-- Excerpted data start --

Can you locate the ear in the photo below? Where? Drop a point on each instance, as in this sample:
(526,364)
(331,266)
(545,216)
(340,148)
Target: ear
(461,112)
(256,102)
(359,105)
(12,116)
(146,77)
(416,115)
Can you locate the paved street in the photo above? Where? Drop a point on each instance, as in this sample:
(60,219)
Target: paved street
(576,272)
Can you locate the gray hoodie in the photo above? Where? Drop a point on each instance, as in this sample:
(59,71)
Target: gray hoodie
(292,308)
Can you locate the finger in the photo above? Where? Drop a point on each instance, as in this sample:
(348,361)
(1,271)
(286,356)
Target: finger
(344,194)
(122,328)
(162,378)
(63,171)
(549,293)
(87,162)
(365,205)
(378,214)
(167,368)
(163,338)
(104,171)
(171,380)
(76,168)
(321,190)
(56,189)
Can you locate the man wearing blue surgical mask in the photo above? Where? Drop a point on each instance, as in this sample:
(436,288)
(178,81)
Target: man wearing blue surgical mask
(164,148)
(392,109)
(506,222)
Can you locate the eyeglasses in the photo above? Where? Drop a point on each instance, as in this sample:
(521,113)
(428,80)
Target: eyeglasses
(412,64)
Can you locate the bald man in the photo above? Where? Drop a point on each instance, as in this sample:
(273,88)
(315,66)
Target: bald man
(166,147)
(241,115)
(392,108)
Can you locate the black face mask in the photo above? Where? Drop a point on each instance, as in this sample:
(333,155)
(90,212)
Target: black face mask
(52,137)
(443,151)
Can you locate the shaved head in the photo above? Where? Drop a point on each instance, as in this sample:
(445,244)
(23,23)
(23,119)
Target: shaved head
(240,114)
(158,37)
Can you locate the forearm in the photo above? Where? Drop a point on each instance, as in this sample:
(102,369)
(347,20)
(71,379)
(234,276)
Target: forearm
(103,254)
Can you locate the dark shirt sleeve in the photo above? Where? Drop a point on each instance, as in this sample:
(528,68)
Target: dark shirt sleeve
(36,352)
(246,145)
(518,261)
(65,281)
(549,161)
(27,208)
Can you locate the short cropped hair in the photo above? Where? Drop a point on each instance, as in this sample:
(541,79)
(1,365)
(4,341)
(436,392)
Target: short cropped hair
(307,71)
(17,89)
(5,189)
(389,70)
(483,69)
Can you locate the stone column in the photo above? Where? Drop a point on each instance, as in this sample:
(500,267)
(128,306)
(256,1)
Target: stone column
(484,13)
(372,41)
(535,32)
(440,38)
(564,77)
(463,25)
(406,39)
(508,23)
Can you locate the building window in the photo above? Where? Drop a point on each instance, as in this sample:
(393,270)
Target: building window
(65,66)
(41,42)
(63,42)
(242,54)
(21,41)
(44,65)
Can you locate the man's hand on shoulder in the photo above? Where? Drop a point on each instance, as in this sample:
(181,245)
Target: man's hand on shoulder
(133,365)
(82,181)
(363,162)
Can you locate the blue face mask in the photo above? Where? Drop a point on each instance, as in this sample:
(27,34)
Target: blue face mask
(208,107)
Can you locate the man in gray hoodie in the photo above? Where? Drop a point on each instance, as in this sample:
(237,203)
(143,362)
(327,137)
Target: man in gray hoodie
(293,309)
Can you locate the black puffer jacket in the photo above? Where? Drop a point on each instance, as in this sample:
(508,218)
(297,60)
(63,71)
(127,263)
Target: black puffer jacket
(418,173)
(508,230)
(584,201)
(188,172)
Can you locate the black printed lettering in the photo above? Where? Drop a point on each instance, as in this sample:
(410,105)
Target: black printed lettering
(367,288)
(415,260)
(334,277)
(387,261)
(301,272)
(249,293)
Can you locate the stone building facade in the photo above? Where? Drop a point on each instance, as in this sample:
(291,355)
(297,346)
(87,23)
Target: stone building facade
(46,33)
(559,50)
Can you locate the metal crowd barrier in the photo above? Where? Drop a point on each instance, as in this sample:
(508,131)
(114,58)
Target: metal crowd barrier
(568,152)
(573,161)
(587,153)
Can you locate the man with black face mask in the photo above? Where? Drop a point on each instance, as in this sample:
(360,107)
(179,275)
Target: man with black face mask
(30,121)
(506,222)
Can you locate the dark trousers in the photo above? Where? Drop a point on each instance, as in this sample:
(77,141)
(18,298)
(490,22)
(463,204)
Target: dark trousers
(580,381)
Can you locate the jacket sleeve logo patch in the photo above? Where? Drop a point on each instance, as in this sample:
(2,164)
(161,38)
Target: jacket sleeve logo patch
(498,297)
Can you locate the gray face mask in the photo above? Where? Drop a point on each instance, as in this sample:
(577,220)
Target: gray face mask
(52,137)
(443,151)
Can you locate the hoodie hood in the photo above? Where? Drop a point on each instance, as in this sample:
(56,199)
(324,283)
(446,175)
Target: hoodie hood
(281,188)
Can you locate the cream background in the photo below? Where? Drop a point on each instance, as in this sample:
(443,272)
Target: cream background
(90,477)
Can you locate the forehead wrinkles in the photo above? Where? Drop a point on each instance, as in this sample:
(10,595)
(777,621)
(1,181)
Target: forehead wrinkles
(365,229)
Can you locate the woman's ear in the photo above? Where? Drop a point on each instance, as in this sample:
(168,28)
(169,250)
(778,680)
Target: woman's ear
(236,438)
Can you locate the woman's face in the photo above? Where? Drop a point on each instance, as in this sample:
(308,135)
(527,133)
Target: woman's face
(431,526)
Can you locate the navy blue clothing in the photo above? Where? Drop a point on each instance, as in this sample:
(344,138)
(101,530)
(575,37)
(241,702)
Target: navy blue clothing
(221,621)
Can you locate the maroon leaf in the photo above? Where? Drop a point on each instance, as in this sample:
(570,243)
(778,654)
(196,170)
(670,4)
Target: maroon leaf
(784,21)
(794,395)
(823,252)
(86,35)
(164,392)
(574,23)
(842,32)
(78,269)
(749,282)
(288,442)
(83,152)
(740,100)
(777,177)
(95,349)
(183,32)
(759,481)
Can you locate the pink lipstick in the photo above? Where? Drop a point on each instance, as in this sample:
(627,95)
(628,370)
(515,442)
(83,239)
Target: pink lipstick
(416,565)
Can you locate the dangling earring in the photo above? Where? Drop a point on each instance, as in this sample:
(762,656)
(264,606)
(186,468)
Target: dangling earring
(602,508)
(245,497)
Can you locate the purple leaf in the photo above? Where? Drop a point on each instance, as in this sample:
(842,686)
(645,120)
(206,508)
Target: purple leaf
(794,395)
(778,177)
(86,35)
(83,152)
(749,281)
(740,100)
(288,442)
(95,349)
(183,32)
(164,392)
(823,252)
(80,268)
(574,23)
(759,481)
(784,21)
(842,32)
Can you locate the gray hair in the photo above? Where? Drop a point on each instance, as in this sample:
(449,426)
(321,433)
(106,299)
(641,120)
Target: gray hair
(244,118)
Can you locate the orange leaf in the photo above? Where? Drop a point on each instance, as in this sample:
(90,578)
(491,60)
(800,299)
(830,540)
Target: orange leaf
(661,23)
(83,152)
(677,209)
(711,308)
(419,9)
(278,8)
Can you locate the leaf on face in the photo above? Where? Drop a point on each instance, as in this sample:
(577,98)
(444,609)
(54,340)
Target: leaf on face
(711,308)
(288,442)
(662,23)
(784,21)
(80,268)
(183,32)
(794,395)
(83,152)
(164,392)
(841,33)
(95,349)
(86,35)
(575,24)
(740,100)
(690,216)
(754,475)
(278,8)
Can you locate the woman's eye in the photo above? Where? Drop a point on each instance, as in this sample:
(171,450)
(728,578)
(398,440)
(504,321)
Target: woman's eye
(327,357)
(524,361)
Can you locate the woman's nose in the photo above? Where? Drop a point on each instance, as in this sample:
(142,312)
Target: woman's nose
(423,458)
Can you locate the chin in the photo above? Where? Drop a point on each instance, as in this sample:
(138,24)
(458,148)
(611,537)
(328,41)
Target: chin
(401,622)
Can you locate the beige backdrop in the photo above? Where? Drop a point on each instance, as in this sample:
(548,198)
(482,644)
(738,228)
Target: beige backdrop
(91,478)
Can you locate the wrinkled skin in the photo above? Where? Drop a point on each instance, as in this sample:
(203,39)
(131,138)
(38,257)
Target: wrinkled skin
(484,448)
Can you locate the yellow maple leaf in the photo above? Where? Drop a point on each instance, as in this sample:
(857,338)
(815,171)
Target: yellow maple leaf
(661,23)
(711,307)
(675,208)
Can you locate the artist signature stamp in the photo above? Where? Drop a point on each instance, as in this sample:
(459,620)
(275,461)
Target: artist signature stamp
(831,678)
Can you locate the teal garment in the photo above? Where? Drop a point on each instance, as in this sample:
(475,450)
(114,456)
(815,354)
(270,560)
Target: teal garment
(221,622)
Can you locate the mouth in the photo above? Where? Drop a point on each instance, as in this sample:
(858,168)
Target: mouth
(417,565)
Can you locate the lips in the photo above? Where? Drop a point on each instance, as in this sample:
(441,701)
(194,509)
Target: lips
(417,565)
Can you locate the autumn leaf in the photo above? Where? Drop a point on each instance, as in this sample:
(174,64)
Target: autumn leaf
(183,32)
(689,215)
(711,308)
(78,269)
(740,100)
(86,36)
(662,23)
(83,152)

-- Excerpted data end --

- **Do this**:
Update everything from the line containing "Can you locate the artist" down to the last line, changing "Drop a point" to "Mark a point" and keeping everything else the same.

- **Answer to the task**:
Can you locate the artist signature stamp in the photo above? Where? Mark a point on each instance, as in this sample:
(459,620)
(275,461)
Target: artist signature stamp
(831,678)
Can you locate the teal garment in the photo above? Where? Mark a point on each instance, as in this sample:
(475,450)
(114,456)
(815,354)
(270,560)
Target: teal garment
(221,622)
Can you locate the mouth in the photo above? Where? Mark a point on each instance, as in this sample:
(858,168)
Target: mouth
(417,565)
Can you locate the lips in the photo above? Where? Mark a point on each instance, as in this sample:
(441,701)
(194,509)
Target: lips
(417,565)
Can you locate the autumn leaf in the photo above? Where? Mark a point on each instance, as in this sample:
(174,64)
Target: autumn leaf
(183,32)
(689,215)
(711,308)
(78,269)
(740,100)
(86,36)
(662,23)
(83,152)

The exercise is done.